■ Description of the task: Copy verbatim the block of lines in the entries below whose first line contains "Query: green tree" and whose last line contains "Every instance of the dark curly". Leave out all other lines.

Start of Data to process

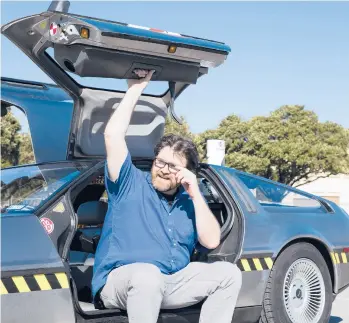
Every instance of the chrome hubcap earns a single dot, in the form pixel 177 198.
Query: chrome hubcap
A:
pixel 304 292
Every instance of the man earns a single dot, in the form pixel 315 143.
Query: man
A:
pixel 151 227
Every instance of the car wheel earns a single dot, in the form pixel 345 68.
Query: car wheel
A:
pixel 299 288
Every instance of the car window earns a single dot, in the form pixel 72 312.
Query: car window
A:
pixel 24 189
pixel 270 194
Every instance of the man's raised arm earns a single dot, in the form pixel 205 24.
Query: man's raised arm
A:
pixel 117 125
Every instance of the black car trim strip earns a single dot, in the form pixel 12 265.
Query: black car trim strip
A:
pixel 33 283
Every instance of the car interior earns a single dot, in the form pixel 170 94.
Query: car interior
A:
pixel 90 202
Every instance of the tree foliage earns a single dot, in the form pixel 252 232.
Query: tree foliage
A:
pixel 16 148
pixel 290 145
pixel 26 153
pixel 10 140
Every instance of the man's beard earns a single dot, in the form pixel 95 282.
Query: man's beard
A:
pixel 163 183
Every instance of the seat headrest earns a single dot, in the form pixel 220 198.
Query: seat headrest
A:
pixel 92 213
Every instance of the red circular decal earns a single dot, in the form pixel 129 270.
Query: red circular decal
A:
pixel 47 224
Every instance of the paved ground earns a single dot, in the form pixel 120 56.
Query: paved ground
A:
pixel 340 308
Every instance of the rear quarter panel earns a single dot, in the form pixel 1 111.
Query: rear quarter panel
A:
pixel 269 229
pixel 34 282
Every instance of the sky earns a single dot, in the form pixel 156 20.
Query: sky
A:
pixel 282 53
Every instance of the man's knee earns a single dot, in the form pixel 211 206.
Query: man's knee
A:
pixel 147 277
pixel 228 272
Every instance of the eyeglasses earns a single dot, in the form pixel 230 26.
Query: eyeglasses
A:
pixel 171 167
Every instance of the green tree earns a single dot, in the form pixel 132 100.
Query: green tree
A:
pixel 10 140
pixel 26 153
pixel 173 127
pixel 290 145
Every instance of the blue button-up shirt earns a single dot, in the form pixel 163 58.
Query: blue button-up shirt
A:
pixel 140 226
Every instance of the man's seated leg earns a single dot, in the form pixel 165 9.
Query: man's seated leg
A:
pixel 219 282
pixel 137 288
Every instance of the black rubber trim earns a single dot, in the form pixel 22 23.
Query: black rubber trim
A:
pixel 52 279
pixel 257 255
pixel 32 283
pixel 162 42
pixel 9 285
pixel 242 194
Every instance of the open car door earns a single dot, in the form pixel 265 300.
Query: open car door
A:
pixel 90 47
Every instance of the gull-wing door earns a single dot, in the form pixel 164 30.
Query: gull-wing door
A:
pixel 90 47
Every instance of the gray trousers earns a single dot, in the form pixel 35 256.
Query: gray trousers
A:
pixel 142 290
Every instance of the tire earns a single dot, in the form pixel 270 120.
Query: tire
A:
pixel 277 307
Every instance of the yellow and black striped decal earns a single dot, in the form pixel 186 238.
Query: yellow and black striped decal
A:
pixel 340 257
pixel 32 283
pixel 255 263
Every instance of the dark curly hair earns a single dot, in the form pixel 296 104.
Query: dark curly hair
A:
pixel 182 146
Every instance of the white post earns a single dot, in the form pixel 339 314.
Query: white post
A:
pixel 215 152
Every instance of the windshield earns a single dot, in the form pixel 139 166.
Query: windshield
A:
pixel 24 189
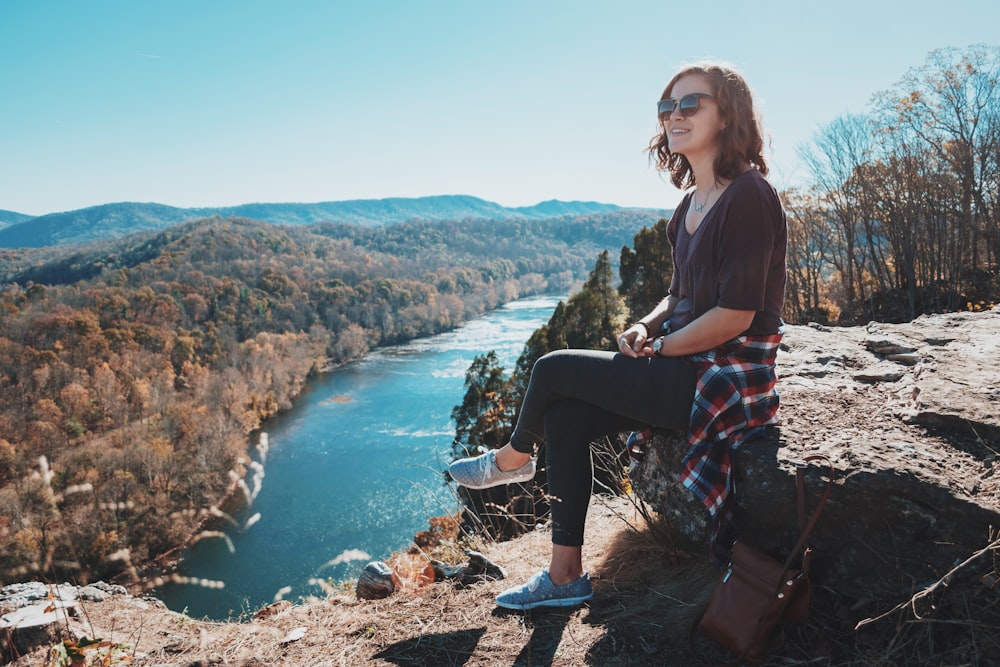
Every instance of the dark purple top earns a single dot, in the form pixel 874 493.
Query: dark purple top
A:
pixel 736 257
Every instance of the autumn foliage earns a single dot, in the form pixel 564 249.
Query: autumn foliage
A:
pixel 132 372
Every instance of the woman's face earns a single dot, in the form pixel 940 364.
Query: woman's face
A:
pixel 697 134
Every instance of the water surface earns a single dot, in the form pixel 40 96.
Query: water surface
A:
pixel 356 465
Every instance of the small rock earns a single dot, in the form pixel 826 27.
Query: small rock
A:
pixel 377 581
pixel 908 358
pixel 881 344
pixel 480 568
pixel 294 635
pixel 883 371
pixel 272 610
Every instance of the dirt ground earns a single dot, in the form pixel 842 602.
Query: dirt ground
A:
pixel 645 601
pixel 646 598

End of Data to process

■ Result of this exercise:
Query: green tree
A:
pixel 10 140
pixel 26 153
pixel 173 127
pixel 290 145
Every instance of the blue button-up shirt earns a single dot, in the form pixel 163 58.
Query: blue button-up shirt
A:
pixel 140 226
Every instance of the man's seated leg earns a single dot, in the form pixel 165 9.
Query: man's seated leg
A:
pixel 219 282
pixel 137 288
Every instance of the black rubber trim earns a single dot, in the form pixel 22 23.
Query: black rubber trim
A:
pixel 52 279
pixel 257 255
pixel 32 283
pixel 162 42
pixel 9 285
pixel 242 194
Every instance of the open car door earns a single dot, in the form pixel 265 300.
Query: open car door
A:
pixel 90 47
Every instance of the gull-wing door earns a single dot, in the form pixel 164 30.
Query: gull-wing door
A:
pixel 90 47
Every instance of the gray trousers earns a single dot, in the form pixel 35 256.
Query: gray trousers
A:
pixel 142 290
Every instance of the tire earns a single dot, in the form pixel 270 120.
Query: tire
A:
pixel 277 307
Every instance of the yellow and black striped decal earns a single dot, in the form pixel 186 238.
Query: yellow and black striped decal
A:
pixel 340 257
pixel 32 283
pixel 255 263
Every instance of the dark curly hair earns a single dot, in the form pixel 296 104.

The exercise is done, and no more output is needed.